EXERCISE DATA ::
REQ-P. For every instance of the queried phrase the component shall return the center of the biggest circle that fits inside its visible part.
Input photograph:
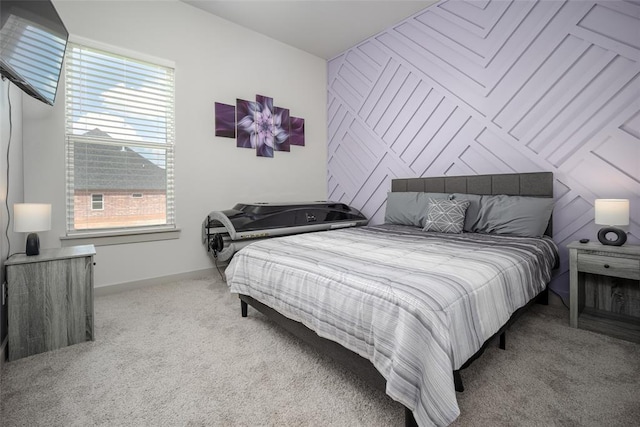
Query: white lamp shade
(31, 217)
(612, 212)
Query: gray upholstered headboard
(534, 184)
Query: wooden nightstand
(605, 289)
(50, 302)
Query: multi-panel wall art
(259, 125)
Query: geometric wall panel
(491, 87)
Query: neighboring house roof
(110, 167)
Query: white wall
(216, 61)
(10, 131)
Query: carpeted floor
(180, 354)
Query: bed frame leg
--
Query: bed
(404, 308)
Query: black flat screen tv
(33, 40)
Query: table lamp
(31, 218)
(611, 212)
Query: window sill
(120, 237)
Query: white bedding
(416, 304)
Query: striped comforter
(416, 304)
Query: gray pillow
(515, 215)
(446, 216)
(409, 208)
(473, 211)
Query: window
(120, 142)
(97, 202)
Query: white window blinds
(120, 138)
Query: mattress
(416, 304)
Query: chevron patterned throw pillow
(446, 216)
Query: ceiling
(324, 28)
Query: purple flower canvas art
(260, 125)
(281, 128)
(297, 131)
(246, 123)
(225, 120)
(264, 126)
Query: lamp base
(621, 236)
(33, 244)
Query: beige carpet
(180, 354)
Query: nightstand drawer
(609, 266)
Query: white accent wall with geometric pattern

YOUR INSTRUCTIONS ::
Lay out everything in the data from the line containing "Query: striped comforter" down to the line containing "Query: white accent" as a Markdown table with the columns Row and Line. Number each line in order, and leave out any blank lines.

SOLUTION TO THIS TASK ::
| Row | Line |
|---|---|
| 1 | Query: striped comforter |
| 2 | (416, 304) |
| 3 | Query: gray pillow |
| 4 | (515, 215) |
| 5 | (446, 216) |
| 6 | (409, 208) |
| 7 | (473, 211) |
| 8 | Query: window |
| 9 | (120, 142) |
| 10 | (97, 202) |
| 11 | Query: white window blinds |
| 12 | (120, 138) |
| 13 | Query: mattress |
| 14 | (416, 304) |
| 15 | Query: chevron patterned throw pillow |
| 16 | (446, 216) |
| 17 | Query: ceiling |
| 18 | (324, 28) |
| 19 | Query: purple flower canvas art |
| 20 | (260, 125) |
| 21 | (281, 128) |
| 22 | (297, 131) |
| 23 | (246, 123) |
| 24 | (225, 120) |
| 25 | (264, 126) |
| 26 | Query: lamp base |
| 27 | (621, 236) |
| 28 | (33, 244) |
| 29 | Query: beige carpet |
| 30 | (180, 354) |
| 31 | Query: nightstand drawer |
| 32 | (609, 266) |
| 33 | Query: white accent wall with geometric pattern |